begin RECORDS SUPPLIED
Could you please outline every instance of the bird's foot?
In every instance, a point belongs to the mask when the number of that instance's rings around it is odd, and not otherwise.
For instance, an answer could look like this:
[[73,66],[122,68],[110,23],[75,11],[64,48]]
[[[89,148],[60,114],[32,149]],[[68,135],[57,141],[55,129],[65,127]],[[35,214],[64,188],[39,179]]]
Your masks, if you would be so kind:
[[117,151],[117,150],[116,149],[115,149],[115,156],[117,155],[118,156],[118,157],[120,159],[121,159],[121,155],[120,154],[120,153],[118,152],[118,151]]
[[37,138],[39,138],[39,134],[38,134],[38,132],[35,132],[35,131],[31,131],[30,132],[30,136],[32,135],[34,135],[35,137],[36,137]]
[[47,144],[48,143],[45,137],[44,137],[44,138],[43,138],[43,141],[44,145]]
end RECORDS SUPPLIED
PROBLEM REQUIREMENTS
How many lines of the listing contain the string "every", with case counting? Reply with the number alone.

IN RESPONSE
2